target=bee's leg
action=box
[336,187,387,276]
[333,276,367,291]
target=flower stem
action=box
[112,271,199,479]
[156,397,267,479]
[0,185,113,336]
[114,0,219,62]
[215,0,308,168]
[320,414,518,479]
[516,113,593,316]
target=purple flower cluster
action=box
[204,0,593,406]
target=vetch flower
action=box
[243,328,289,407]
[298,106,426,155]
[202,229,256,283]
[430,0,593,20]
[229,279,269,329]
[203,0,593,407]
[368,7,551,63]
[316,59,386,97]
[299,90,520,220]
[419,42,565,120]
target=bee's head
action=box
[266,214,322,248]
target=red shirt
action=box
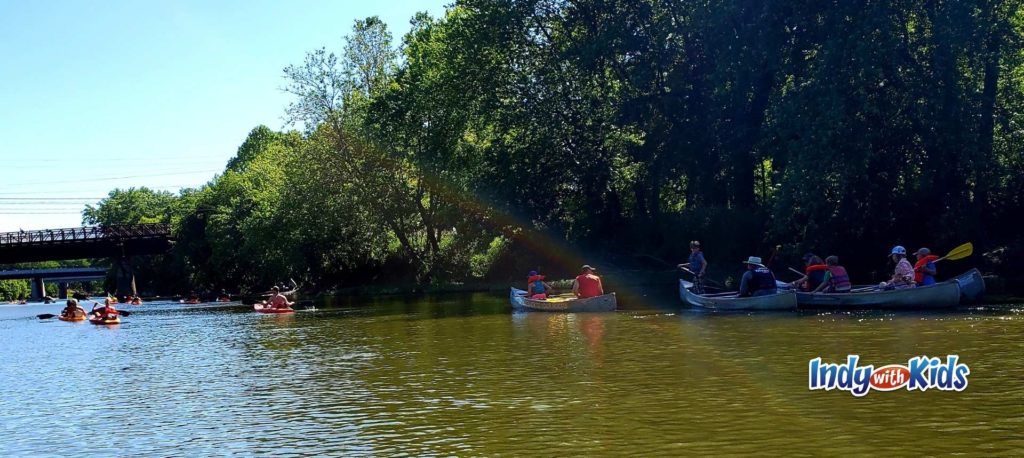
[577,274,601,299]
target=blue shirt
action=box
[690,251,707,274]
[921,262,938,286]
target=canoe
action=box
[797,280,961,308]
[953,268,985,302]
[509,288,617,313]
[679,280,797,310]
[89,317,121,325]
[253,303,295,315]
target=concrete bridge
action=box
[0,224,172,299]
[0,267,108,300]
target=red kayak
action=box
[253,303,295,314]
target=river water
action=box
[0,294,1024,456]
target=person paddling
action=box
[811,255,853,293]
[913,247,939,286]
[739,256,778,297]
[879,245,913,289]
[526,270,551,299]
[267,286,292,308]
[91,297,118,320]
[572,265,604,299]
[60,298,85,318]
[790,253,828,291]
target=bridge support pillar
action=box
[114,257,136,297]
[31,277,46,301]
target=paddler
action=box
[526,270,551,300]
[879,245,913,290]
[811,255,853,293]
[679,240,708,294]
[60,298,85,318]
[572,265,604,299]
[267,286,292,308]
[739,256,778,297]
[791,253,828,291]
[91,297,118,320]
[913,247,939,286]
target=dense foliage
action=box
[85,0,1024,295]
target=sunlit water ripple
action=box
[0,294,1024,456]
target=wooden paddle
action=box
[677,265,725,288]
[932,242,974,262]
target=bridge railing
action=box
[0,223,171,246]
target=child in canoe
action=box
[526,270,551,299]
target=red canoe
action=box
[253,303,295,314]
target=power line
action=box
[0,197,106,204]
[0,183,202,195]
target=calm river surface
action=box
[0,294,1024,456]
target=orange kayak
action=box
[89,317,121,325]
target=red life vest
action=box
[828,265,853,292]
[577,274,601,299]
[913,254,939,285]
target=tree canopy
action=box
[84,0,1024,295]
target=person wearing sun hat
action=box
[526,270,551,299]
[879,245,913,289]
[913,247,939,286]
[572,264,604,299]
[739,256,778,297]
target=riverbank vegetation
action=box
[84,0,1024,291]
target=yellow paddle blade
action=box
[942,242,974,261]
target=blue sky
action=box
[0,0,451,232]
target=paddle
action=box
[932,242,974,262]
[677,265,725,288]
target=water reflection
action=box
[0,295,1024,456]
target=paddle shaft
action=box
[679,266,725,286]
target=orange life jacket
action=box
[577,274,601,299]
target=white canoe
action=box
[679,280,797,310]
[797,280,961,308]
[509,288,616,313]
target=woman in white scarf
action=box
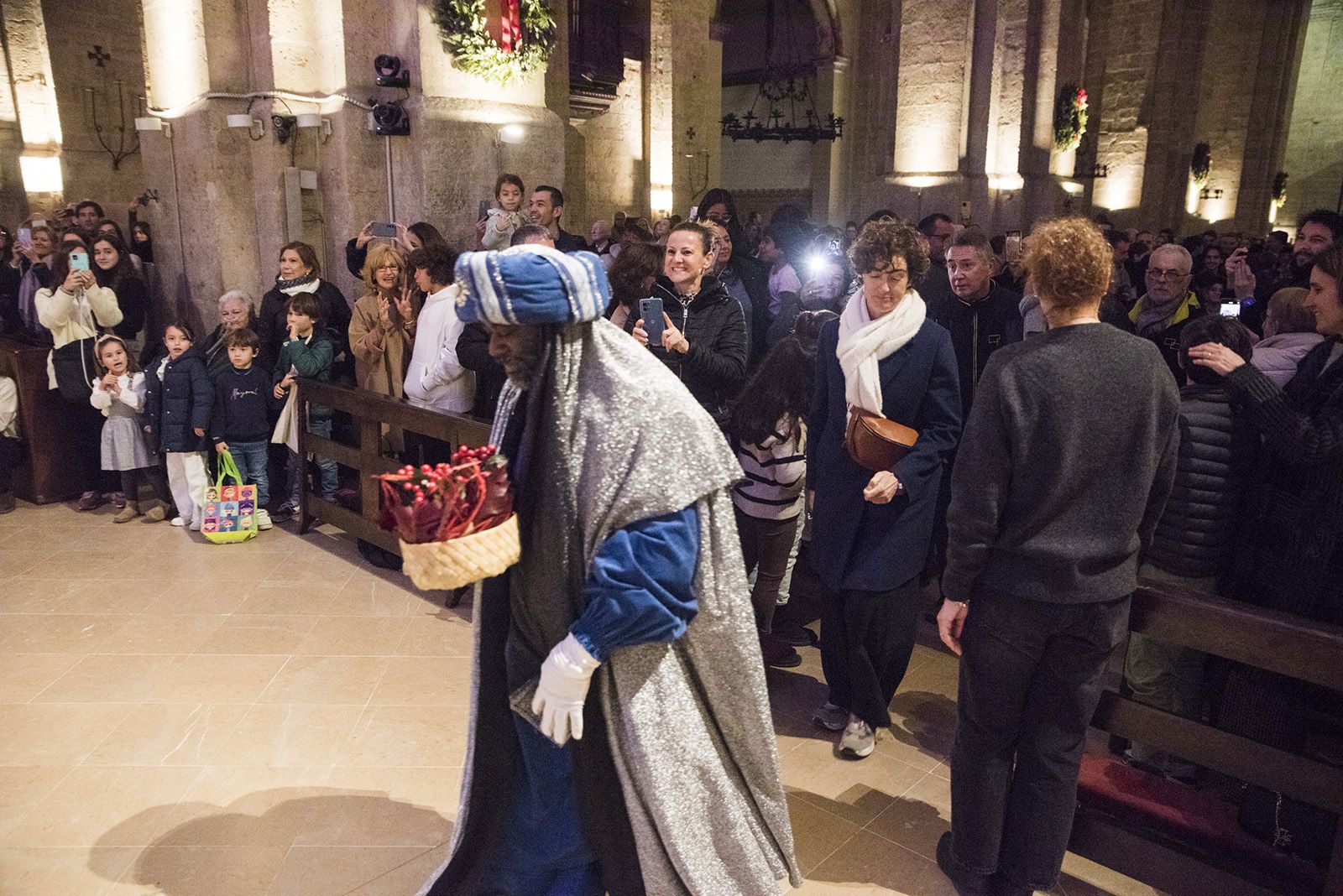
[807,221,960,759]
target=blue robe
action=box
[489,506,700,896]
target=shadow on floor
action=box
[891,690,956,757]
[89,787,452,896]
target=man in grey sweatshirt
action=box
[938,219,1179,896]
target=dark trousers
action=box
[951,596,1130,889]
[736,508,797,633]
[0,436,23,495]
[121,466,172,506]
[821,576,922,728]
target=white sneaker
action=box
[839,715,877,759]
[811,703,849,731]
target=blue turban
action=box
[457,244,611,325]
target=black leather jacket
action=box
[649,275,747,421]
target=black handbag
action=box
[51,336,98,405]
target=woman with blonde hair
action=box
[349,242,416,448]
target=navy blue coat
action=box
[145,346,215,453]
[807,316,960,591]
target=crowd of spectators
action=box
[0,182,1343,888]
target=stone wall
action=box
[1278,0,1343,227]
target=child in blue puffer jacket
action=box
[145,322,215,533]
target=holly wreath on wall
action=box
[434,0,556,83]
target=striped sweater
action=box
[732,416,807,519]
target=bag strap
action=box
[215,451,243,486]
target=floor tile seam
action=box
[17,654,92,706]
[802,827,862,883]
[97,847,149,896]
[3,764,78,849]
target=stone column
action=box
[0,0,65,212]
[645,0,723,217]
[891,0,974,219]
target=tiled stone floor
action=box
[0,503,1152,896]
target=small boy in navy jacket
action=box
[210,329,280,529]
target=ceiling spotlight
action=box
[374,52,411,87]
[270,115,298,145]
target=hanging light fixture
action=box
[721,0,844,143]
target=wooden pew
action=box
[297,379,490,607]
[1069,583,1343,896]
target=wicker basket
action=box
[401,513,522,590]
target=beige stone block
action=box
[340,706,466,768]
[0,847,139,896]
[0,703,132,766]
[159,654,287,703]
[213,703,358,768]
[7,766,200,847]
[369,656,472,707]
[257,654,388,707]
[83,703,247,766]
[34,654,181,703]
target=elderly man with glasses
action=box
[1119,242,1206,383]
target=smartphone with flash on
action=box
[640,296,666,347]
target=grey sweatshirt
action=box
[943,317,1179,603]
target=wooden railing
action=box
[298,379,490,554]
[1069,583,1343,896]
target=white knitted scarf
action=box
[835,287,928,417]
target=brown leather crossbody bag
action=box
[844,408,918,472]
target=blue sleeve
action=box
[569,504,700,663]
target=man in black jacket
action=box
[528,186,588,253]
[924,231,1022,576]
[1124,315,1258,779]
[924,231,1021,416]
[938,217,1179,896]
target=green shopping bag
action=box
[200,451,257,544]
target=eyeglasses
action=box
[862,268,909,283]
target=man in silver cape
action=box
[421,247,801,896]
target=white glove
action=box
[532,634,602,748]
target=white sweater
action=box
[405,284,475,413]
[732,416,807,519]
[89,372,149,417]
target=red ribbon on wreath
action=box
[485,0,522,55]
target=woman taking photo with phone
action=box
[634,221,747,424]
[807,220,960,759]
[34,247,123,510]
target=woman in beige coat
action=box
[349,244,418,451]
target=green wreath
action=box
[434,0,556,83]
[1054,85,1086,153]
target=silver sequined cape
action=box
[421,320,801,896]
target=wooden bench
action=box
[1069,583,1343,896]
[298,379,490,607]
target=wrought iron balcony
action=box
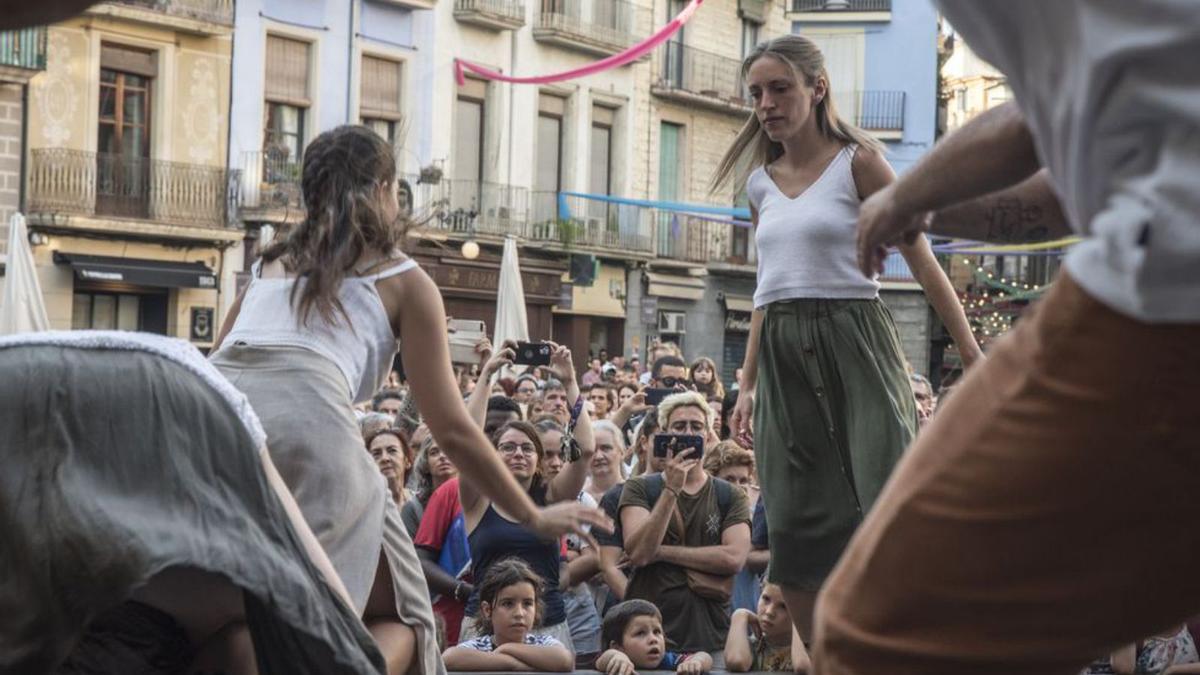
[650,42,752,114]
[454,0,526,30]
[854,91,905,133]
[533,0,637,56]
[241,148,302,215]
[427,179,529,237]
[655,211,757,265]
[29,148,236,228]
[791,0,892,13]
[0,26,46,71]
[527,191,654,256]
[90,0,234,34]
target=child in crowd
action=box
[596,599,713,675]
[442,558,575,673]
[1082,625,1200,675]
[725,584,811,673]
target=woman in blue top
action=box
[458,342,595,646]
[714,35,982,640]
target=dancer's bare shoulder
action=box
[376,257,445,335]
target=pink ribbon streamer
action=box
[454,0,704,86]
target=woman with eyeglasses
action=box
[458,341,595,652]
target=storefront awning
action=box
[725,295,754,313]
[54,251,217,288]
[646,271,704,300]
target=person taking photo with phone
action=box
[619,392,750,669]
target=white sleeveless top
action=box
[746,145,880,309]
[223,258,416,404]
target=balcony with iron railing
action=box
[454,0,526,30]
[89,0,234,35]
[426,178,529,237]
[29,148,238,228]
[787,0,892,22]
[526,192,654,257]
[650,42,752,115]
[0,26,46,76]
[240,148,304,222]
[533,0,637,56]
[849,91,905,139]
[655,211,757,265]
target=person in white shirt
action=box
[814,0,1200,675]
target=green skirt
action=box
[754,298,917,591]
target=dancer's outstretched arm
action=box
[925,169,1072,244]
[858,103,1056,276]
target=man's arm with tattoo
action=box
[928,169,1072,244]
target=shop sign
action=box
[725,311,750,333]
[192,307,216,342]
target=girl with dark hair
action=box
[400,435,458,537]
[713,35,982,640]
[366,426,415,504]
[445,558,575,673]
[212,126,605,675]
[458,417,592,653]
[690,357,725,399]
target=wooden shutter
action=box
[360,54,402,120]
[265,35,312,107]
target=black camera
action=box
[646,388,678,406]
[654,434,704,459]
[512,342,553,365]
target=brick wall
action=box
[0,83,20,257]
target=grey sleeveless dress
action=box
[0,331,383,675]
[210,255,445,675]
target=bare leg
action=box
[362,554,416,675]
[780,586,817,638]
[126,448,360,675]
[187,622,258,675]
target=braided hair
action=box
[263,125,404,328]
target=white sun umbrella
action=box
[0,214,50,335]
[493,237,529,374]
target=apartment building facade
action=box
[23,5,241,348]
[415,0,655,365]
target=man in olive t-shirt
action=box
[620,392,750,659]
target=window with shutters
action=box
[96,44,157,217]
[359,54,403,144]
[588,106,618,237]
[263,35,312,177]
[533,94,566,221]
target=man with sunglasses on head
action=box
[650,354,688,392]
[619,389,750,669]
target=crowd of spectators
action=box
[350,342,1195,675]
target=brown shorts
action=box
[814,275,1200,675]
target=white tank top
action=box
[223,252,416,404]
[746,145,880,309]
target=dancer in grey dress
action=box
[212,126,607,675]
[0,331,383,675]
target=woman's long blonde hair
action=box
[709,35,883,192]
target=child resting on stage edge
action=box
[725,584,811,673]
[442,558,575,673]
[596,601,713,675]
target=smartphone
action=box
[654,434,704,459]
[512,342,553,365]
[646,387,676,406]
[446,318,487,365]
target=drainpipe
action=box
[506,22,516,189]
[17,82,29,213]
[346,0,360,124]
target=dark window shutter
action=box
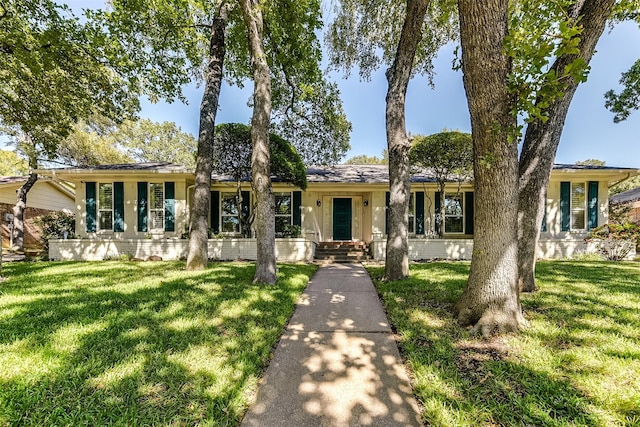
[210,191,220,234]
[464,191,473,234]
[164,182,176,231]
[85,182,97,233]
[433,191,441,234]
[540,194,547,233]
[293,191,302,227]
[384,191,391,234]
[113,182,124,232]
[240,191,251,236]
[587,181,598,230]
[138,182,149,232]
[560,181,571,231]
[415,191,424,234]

# Problem description
Identify each row above that contains the string "wooden", and copy those rows.

# Task response
target=wooden paddle
target=wooden pew
target=wooden railing
target=wooden bench
target=wooden shutter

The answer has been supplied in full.